*Stated goal 1*
Answer these questions about the commit diff below.
(a) Which test file does the diff change?
(b) In test_comment_inline, what range did the assert_comment line use before the change?
(c) What array replaces 0..16 in the assertion for the :__END__ comment?

*Extract to read*
<<<<

[ruby/yarp] Fix behaviour of locations for comments

https://github.com/ruby/yarp/commit/b1ced67fba
2023-09-15 15:01:02 -04:00 · 2023-09-15 15:01:02 -04:00 · bbf9f11ce6
--- a/test/yarp/comments_test.rb
+++ b/test/yarp/comments_test.rb
@ -7,7 +7,7 @@ module YARP
    def test_comment_inline
      source = "# comment"

-      assert_comment source, :inline, 0..9
+      assert_comment source, :inline, [0, 9, 1, 1, 0, 9]
      assert_equal [0], Debug.newlines(source)
    end

@ -18,7 +18,7 @@ module YARP
      end
      RUBY

-      assert_comment source, :inline, 10..22
+      assert_comment source, :inline, [10, 21, 2, 2, 2, 13]
    end

    def test_comment___END__
@ -27,13 +27,13 @@ module YARP
        comment
      RUBY

-      assert_comment source, :__END__, 0..16
+      assert_comment source, :__END__, [0, 16, 1, 2, 0, 0]
    end

    def test_comment___END__crlf
      source = "__END__\r\ncomment\r\n"

>>>>

*Stated goal 2*
Rewrite the listing below from its first line through the line containing "112L148 118L149 118L156", inclusive, changing "spectator sitting on bank" to "person seated on bank" and keeping everything else the same. Leave the pictures out of your answer.

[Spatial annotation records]
<<<<

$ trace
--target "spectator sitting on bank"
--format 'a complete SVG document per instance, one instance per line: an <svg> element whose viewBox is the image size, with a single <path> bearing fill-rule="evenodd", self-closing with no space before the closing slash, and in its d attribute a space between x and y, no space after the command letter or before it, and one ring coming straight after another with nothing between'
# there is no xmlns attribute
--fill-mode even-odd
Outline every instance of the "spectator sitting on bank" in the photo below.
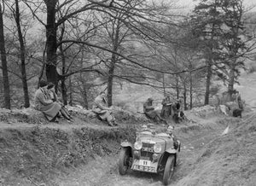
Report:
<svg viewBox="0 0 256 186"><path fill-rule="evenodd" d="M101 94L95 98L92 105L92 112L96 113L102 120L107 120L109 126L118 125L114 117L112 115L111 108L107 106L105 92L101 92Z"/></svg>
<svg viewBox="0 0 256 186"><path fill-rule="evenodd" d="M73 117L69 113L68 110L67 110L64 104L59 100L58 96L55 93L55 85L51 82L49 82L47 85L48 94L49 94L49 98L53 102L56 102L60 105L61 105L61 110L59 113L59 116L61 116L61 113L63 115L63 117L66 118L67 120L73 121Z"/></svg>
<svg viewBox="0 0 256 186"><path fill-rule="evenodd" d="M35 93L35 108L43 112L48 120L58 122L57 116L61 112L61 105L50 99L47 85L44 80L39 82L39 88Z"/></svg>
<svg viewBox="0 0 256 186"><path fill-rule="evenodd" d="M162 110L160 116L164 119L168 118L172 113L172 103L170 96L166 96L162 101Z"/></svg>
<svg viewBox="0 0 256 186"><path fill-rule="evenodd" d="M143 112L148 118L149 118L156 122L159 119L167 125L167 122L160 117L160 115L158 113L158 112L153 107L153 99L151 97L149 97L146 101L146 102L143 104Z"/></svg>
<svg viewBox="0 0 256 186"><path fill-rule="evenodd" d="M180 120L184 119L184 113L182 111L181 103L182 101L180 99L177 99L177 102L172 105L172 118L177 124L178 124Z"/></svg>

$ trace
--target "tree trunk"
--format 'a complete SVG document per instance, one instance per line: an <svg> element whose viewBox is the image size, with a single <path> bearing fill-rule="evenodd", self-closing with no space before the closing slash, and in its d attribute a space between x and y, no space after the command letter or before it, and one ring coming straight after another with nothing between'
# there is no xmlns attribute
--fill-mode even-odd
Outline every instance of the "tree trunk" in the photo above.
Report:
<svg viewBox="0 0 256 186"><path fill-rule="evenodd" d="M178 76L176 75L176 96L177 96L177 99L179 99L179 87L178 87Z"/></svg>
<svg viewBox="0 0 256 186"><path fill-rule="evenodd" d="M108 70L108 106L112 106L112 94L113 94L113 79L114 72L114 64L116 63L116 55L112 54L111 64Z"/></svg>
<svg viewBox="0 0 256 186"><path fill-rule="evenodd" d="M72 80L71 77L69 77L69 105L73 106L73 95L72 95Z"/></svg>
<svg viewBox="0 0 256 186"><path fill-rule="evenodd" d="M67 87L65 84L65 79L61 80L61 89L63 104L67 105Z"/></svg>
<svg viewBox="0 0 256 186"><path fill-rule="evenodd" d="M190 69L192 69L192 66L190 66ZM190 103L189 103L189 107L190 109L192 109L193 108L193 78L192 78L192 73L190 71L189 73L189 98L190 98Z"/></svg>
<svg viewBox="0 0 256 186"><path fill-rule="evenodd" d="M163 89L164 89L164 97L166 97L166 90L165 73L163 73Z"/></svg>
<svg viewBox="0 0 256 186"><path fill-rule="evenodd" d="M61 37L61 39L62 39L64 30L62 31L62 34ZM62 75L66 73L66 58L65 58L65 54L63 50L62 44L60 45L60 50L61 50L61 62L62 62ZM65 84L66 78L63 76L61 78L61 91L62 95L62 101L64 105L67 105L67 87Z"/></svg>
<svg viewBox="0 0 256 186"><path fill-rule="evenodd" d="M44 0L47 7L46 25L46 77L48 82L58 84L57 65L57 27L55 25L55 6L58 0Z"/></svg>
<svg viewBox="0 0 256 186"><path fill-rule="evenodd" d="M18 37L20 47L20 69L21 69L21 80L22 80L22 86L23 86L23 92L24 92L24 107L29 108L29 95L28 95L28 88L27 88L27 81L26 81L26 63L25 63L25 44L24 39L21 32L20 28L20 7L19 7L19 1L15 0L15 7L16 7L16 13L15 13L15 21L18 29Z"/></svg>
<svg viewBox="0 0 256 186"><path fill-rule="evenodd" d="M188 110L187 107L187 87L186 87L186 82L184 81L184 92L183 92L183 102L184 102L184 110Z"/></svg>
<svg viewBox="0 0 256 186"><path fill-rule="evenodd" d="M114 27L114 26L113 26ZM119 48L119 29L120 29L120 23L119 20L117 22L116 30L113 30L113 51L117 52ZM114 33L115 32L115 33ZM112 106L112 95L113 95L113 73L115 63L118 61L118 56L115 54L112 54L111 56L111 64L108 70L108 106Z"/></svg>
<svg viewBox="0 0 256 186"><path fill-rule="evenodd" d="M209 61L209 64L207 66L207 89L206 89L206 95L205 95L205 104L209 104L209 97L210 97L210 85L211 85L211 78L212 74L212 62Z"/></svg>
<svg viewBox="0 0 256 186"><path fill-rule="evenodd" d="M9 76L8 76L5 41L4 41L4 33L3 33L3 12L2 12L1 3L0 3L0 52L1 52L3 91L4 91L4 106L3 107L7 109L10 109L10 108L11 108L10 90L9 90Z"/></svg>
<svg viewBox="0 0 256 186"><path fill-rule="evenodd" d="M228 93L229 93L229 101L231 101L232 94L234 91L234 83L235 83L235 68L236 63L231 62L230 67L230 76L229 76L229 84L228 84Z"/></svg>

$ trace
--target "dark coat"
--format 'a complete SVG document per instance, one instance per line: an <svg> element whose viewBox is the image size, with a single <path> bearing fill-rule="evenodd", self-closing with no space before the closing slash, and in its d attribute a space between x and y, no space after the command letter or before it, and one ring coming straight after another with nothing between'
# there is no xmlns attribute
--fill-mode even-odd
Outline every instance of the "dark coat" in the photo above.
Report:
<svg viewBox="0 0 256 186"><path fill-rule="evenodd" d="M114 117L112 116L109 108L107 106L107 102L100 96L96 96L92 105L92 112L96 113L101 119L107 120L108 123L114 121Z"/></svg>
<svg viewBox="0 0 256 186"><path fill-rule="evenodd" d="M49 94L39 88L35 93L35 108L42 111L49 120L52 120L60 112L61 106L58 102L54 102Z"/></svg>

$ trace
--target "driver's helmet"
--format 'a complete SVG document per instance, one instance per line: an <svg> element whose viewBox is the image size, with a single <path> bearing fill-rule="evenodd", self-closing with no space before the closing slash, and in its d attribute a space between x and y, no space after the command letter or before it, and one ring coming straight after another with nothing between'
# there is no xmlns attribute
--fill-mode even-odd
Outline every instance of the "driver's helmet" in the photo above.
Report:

>>>>

*Full answer 1*
(a) test/yarp/comments_test.rb
(b) 0..9
(c) [0, 16, 1, 2, 0, 0]

*Full answer 2*
$ trace
--target "person seated on bank"
--format 'a complete SVG document per instance, one instance per line: an <svg> element whose viewBox is the image size, with a single <path> bearing fill-rule="evenodd", self-closing with no space before the closing slash, and in its d attribute a space between x and y, no space after the command letter or before it, and one ring coming straight after another with nothing between'
# there is no xmlns attribute
--fill-mode even-odd
Outline every instance of the "person seated on bank" in the photo below.
Report:
<svg viewBox="0 0 256 186"><path fill-rule="evenodd" d="M101 94L95 98L92 105L92 112L96 113L102 120L107 120L109 126L118 125L114 117L112 115L111 108L107 106L105 92L101 92Z"/></svg>
<svg viewBox="0 0 256 186"><path fill-rule="evenodd" d="M73 117L69 113L68 110L67 110L64 104L59 100L58 96L55 93L55 85L51 82L49 82L47 85L48 94L49 94L49 98L53 102L56 102L60 105L61 105L61 110L59 113L59 116L61 116L61 113L63 115L63 117L66 118L67 120L73 121Z"/></svg>
<svg viewBox="0 0 256 186"><path fill-rule="evenodd" d="M35 93L35 108L43 112L48 120L58 122L57 116L61 112L61 105L50 99L47 85L44 80L39 82L39 88Z"/></svg>
<svg viewBox="0 0 256 186"><path fill-rule="evenodd" d="M162 110L160 116L164 119L168 118L172 113L172 103L170 96L166 96L162 101Z"/></svg>
<svg viewBox="0 0 256 186"><path fill-rule="evenodd" d="M143 112L148 118L149 118L156 122L159 119L167 125L167 122L160 117L160 115L158 113L158 112L153 107L153 99L151 97L149 97L146 101L146 102L143 104Z"/></svg>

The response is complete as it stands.